Selected extract:
Module: Kiba::Extend::Jobs
- Extended by:
- Parser
- Defined in:
- lib/kiba/extend/jobs.rb,
lib/kiba/extend/jobs/job.rb,
lib/kiba/extend/jobs/parser.rb,
lib/kiba/extend/jobs/runner.rb,
lib/kiba/extend/jobs/base_job.rb,
lib/kiba/extend/jobs/marc_job.rb,
lib/kiba/extend/jobs/reporter.rb,
lib/kiba/extend/jobs/show_me_job.rb,
lib/kiba/extend/jobs/tell_me_job.rb,
lib/kiba/extend/jobs/job_segmenter.rb,
lib/kiba/extend/jobs/dependency_job.rb,
lib/kiba/extend/jobs/json_to_csv_job.rb,
lib/kiba/extend/jobs/multi_source_prep_job.rb
Overview
Reusable, composable patterns for defining, running, and testing jobs
There are a number of operations that need to be carried out for any job, depending on the format of the source and destination. For example, for jobs with CSV input and output, we need to:
- Set up the sources, destinations, and lookups
- Create @srcrows and @outrows instance variables
- Convert CSV rows to hashes (initial transforms) prior to executing other transformation logic
- Convert hashes back to CSV rows after executing transformations
- Calling any defined postprocessing
Most of this logic never changes for jobs with the same input/output formats, so it is extracted here. This allows us to simplify the job definition modules we write in a given project.
Defining jobs in your project
The simplest job definition module will consist only of a :job
method, which initializes the appropriate Kiba::Extend::Jobs
job class for the planned input/output formats.
Creating a new Kiba::Extend::Jobs class requires two arguments be
provided: files
and transformer
files
argument
files
is the configuration of destination, source, and lookup
files the job will use. It is a Hash with two required keys:
:source
and :destination
. If the transformation logic refers
to any lookup jobs, a :lookup
key can be included.
The values of :source
, :destination
, and :lookup
must be
full namespaced job keys that are defined in your registry.
You can provide an array of job keys or a single job key
Symbol. Note that, if you provide more than one :destination
job key,
only the first will be used. A given job can only write to a single
destination.
{ source: [:ns__job1],
destination: [:ns__job2, :ns__job3],
lookup: [:ns__job4, :ns__job5]
}
Is functionally equivalent to:
{ source: :ns__job1,
destination: :ns__job2,
lookup: %i[ns__job4 ns__job5]
}
Multiple sources
All rows of all sources will be read in, transformed, and written to the destination.

Supplied records:
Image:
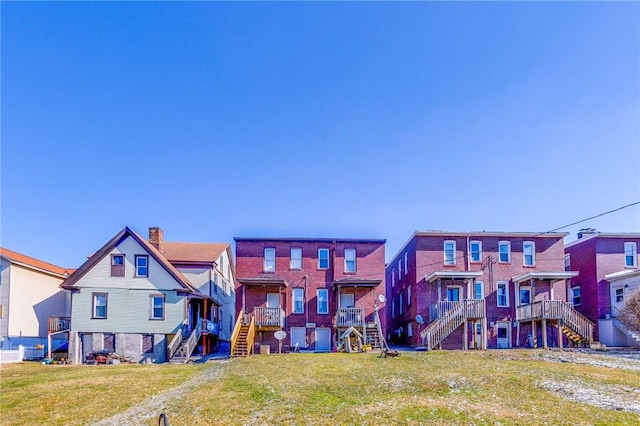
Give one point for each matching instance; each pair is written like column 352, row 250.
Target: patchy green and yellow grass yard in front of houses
column 441, row 387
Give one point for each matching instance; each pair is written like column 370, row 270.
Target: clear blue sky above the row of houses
column 215, row 120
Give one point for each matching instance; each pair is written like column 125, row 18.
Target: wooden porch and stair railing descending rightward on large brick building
column 557, row 310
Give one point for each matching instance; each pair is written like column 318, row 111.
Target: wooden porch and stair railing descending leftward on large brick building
column 448, row 317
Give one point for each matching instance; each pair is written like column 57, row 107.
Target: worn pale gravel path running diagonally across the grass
column 152, row 407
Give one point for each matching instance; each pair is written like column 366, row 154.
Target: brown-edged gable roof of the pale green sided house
column 69, row 283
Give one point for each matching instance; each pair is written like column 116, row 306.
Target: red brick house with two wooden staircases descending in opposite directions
column 481, row 289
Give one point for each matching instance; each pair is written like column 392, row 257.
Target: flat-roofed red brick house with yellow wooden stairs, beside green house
column 312, row 289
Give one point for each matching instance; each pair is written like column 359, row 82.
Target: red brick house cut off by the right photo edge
column 609, row 273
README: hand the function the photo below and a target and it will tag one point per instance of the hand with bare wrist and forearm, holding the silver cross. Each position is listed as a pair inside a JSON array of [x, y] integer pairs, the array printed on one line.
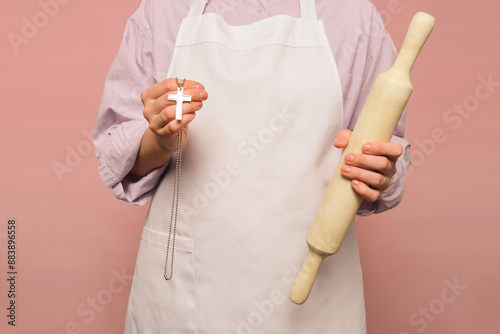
[[159, 142]]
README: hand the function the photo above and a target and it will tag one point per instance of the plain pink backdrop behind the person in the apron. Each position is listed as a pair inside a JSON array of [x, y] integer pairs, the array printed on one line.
[[74, 237]]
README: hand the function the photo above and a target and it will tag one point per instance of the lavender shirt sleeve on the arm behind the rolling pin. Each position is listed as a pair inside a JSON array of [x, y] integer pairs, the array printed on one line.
[[381, 55]]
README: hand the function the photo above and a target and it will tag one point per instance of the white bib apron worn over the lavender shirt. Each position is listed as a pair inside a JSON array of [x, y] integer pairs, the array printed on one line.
[[257, 163]]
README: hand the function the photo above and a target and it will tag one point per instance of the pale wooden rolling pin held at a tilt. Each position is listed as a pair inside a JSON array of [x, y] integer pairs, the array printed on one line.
[[377, 122]]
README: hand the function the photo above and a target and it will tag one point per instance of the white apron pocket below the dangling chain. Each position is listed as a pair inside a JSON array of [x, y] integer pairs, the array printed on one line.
[[157, 305]]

Work task: Extend the Kiba::Extend::Jobs documentation, starting right after its final sentence about multiple sources.

Response to this exercise:
Writing CSV output will fail if all rows do not have the same fields. The Kiba::Extend::Transforms::Clean::EnsureConsistentFields transform can be added to the end of multi-source jobs to prevent this error.
More flexible lookup file definition
Lookups defined as shown above depend upon a :lookup_on
field being
configured for the job in the registry.
What do you do if you need to use the same job (e.g.
:names__final
) as a lookup in different jobs, but need to
lookup from that data on :id field in one job, and :type in
another? If you have registered :names__final
with
:lookup_on
= :id
in your registry, you can do the
following in the files argument setting up the job that needs
to look up on type:
lookup: {jobkey: :names__final, lookup_on: :type}
What if you need to look up in :names__final
by :id and :type within the
same job?
lookup: [
:names__final,
{jobkey: :names__final, lookup_on: :type, name: :names_by_type}
]
In the transforms for this job…
transform Merge::MultiRowLookup, lookup: names__final
…will look up on :id, and…
transform Merge::MultiRowLookup, lookup: names_by_type
…will look up on :type.
transformer
argument
The value of transformer
must consist of (or, more usually,
must return) one or more Kiba.job_segment
blocks defining
transformation logic.
In a given job definition module this usually looks like:
def job
Kiba::Extend::Jobs::Job.new(
files: { ...imagine stuff here... },
transformer: xforms
)
end
def xforms
Kiba.job_segment do
transform Delete::Fields, fields: :itemtype
end
end
However, you may give an array to transformer
. The resulting
job_segments will be included in the Job in the order you list them.
This allows for powerful reuse of common transformation sequences
within a project.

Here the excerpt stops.